Work to be completed: Below are records; transcribe only the line with "of the apartment" and those after it, through the last line, without any change.

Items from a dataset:

━━━━━━━━━━━━━━━━━━━━

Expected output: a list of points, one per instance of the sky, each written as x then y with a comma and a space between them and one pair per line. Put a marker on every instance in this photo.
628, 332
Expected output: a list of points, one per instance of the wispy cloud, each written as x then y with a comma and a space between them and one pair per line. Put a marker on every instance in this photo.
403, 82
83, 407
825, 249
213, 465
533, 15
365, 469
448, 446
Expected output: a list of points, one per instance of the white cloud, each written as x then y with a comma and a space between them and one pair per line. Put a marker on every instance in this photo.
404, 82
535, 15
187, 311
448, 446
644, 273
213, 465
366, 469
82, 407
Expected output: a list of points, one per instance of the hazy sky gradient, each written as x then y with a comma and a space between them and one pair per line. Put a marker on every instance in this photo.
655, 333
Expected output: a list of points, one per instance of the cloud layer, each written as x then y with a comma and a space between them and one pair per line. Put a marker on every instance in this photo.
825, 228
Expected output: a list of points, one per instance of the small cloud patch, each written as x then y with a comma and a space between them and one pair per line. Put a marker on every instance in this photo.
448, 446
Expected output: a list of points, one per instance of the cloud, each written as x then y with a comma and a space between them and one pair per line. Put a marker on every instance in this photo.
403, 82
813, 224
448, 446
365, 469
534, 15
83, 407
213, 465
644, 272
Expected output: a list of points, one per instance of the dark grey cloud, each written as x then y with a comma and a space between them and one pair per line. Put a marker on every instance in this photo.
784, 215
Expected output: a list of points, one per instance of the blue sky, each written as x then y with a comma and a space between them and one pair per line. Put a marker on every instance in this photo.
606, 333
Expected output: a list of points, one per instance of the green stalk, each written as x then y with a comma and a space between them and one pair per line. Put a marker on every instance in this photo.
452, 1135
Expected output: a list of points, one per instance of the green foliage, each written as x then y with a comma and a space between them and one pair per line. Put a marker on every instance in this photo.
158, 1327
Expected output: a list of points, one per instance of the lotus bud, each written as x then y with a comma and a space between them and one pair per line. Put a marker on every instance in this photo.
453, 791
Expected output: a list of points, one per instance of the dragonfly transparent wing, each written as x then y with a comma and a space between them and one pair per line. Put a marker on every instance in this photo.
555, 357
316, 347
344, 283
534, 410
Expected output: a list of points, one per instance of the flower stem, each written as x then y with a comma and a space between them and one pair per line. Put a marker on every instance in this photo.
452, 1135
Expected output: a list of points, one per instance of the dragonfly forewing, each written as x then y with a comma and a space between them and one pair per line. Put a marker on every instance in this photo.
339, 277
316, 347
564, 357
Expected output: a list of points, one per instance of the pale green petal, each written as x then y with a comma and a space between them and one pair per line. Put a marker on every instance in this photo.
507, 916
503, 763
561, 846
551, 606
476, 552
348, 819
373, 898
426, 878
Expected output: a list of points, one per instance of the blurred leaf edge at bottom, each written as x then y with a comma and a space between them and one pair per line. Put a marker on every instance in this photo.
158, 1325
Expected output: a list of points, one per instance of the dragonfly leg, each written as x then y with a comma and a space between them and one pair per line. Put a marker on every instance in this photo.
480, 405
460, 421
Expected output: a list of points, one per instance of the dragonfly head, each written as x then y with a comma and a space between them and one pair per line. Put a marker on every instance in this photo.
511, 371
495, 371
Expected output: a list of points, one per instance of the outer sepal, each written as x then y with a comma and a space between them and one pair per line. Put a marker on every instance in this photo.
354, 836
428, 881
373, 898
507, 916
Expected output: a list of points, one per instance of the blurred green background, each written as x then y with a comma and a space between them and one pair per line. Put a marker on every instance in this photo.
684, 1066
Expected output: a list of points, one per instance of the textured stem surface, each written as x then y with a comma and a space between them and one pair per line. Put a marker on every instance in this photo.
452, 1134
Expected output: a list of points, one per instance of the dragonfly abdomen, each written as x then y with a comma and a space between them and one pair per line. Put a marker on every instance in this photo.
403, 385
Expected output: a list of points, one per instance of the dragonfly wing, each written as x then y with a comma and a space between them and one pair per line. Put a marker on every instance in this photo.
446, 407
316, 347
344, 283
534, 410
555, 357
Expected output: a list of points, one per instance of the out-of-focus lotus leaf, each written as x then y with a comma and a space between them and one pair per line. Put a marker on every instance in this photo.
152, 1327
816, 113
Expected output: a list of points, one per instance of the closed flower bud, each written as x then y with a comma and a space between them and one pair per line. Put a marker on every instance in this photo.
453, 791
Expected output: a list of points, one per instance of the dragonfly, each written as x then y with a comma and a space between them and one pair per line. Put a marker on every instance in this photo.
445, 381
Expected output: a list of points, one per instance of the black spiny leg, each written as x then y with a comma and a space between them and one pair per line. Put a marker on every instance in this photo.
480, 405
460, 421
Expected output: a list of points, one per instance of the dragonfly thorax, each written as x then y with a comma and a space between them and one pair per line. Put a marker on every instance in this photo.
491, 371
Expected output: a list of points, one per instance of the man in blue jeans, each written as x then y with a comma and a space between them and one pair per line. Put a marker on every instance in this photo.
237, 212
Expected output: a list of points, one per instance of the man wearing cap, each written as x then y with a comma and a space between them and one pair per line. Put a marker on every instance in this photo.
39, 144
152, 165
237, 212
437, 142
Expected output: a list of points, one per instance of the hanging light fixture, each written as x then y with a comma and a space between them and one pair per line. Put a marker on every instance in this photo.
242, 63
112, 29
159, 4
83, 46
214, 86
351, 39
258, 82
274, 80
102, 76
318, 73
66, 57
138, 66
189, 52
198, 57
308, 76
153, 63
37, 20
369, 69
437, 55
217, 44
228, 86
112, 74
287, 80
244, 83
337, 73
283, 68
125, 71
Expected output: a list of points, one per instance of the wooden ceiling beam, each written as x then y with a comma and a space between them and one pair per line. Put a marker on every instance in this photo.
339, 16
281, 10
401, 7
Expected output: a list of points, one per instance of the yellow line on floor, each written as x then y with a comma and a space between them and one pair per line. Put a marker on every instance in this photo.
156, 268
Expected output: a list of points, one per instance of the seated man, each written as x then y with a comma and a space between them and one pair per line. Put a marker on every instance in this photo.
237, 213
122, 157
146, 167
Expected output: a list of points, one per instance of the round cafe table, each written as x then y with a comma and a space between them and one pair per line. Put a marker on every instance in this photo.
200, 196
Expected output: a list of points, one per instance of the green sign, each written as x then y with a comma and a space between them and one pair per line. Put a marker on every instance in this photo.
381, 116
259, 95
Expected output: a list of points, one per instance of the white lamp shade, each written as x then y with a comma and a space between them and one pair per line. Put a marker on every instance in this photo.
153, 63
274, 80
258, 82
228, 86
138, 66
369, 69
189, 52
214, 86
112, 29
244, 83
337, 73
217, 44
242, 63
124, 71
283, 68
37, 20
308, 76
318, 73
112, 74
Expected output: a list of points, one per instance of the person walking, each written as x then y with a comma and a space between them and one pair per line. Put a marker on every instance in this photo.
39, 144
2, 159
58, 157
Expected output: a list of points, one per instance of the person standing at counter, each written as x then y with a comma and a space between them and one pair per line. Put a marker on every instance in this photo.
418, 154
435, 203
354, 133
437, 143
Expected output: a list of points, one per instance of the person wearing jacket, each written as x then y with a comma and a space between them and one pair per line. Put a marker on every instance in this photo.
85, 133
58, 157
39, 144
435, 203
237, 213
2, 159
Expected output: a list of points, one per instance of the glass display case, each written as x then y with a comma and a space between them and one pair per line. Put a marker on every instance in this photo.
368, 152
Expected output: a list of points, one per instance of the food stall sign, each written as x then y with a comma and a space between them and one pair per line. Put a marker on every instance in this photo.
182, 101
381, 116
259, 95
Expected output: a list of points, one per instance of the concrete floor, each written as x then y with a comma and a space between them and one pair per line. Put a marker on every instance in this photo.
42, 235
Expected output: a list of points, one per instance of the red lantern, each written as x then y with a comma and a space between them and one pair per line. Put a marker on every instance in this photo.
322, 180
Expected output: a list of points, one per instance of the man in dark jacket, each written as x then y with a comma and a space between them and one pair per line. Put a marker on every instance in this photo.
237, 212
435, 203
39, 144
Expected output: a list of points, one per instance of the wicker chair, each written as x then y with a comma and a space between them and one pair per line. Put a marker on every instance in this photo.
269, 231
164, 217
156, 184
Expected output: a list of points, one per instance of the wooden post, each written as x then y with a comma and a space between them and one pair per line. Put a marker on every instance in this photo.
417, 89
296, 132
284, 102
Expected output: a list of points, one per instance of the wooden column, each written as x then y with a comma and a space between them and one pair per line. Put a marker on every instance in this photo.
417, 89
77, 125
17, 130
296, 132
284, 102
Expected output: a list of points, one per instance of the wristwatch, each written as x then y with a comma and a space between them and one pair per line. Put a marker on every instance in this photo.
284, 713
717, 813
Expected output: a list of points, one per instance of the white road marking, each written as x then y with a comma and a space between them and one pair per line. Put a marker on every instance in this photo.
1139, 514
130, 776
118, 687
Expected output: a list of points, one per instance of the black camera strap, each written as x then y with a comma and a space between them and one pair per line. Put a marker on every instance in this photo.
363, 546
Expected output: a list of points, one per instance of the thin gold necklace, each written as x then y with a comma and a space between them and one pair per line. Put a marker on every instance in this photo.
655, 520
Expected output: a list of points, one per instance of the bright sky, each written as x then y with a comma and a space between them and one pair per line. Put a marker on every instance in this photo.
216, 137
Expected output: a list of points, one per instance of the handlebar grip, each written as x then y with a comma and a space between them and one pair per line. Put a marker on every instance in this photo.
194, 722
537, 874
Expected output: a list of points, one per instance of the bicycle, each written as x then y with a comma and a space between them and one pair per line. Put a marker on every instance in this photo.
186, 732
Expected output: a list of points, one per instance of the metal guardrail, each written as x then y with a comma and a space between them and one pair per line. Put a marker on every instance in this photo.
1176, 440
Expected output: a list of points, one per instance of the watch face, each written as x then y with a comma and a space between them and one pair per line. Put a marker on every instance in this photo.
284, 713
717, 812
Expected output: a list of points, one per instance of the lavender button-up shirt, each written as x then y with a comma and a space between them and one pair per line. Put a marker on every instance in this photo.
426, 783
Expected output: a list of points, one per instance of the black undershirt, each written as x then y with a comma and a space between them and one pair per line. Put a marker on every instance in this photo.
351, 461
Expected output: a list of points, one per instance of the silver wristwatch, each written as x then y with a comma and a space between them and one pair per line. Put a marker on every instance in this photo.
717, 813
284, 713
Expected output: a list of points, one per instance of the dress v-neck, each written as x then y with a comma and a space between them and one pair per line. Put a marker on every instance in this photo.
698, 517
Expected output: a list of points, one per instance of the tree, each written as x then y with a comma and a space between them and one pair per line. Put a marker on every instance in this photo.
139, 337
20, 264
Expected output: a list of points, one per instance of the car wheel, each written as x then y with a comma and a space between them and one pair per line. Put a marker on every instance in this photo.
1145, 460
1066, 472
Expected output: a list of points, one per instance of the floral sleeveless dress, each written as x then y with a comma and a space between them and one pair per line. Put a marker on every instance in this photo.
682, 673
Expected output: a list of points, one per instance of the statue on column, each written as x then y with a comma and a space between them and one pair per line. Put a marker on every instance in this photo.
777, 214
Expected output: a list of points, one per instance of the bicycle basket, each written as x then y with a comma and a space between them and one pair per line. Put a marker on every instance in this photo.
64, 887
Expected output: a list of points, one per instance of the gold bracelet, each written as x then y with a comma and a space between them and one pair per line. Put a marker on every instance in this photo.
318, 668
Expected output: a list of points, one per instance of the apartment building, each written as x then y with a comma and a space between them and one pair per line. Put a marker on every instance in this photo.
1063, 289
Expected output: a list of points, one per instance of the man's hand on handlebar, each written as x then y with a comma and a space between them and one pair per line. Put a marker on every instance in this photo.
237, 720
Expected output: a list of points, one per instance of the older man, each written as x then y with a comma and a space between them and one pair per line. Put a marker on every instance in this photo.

━━━━━━━━━━━━━━━━━━━━

Expected output:
Expected output: a list of points, one per instance of the apartment building, each written as x then y with a comma and a space between them and one pair per line. Put a marker on every instance in this photo.
1063, 289
Expected output: a list of points, one per instance of the man's hand on handlebar, each written as x then y with a comma and a space between them and one pair per line. Put a marker on every instance in this photo.
237, 720
Expected output: a list of points, one per instance of the older man, each written as x then y with a comma and a space between them and one pair per line. Put a marker on every instance in this photo.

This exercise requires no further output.